### WHAT THE TASK ASKS
For each entry that follows, write out an identical copy.

START DATA RECORDS

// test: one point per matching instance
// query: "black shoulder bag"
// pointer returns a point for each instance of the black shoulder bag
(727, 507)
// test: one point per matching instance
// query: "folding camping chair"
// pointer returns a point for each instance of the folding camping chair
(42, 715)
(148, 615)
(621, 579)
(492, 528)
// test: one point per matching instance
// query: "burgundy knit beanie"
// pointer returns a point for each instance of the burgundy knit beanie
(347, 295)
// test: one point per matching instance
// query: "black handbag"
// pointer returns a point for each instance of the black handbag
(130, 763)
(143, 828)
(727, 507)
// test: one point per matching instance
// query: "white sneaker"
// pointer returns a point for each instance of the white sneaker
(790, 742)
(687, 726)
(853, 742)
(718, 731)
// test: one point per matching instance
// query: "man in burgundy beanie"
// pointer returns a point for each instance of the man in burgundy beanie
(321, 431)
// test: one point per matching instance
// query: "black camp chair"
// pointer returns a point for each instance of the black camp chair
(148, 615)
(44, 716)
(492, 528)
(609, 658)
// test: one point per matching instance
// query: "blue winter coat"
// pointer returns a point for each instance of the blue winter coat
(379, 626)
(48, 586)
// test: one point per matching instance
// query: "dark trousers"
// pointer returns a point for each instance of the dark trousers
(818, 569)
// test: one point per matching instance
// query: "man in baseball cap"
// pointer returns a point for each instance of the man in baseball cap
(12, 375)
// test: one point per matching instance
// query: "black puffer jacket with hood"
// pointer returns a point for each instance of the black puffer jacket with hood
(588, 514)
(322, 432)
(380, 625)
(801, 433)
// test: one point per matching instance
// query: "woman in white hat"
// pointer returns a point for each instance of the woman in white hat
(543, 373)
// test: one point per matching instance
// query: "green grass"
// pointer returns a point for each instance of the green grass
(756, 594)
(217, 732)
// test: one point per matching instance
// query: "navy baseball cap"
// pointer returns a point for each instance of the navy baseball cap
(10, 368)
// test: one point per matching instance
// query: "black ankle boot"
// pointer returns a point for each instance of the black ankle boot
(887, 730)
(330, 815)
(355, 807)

END DATA RECORDS

### TASK RESULT
// test: one point per matching instance
// query: "black shoulder bag"
// pointer returns a point for each instance of the black shoulder bag
(727, 507)
// test: one point per matching instance
// query: "folding camping chair"
// pointer returns a point for each instance of the folding camping chair
(42, 715)
(148, 615)
(621, 579)
(492, 528)
// test: one point per matching instance
// query: "burgundy knit beanie"
// pointer returns a point for each instance of the burgundy knit beanie
(347, 295)
// test: one point per matching instance
// query: "black handbag"
// pointer returns a point for each instance of the black handbag
(130, 763)
(143, 828)
(727, 507)
// test: one point per matching instance
// query: "white sneaker"
// pointer returns a point for each instance of the white sneaker
(790, 742)
(687, 726)
(853, 742)
(718, 731)
// test: one point per matching instance
// query: "man in burgundy beanie"
// pointer returns a point for each instance of the man in burgundy beanie
(321, 431)
// test: one point per matching instance
// query: "black camp chair"
// pointer returns a point for each instance of the black camp chair
(148, 615)
(44, 716)
(492, 528)
(609, 658)
// test: one point per matching instance
// query: "blue winter coat"
// pointer returns a point for each instance of the blue winter coat
(379, 626)
(48, 586)
// test: one point per matching instance
// query: "dark trousers"
// pointer returns a point for each instance of the dark trousers
(818, 569)
// test: one point per matching instance
// query: "man in baseball cap"
// pointer returns a point for each instance of the man in baseball cap
(12, 375)
// test: one point per matching instance
// query: "black puffer jacket with hood"
// pointer returns a point for each instance of the black puffer jacket with hood
(588, 514)
(322, 432)
(380, 625)
(801, 433)
// test: one point per matching instance
// query: "woman in white hat"
// pointer returns a point for each instance of the woman in white hat
(543, 373)
// test: one point per matching instance
// query: "green grass"
// pointer returns a point for each instance of the green grass
(756, 594)
(217, 732)
// test: one point per matching instance
// query: "navy baseball cap"
// pointer returns a point for each instance of the navy baseball cap
(10, 368)
// test: one point per matching instance
// query: "black ankle boot"
// pointer returns a point for each instance of the black ankle boot
(887, 730)
(330, 815)
(355, 807)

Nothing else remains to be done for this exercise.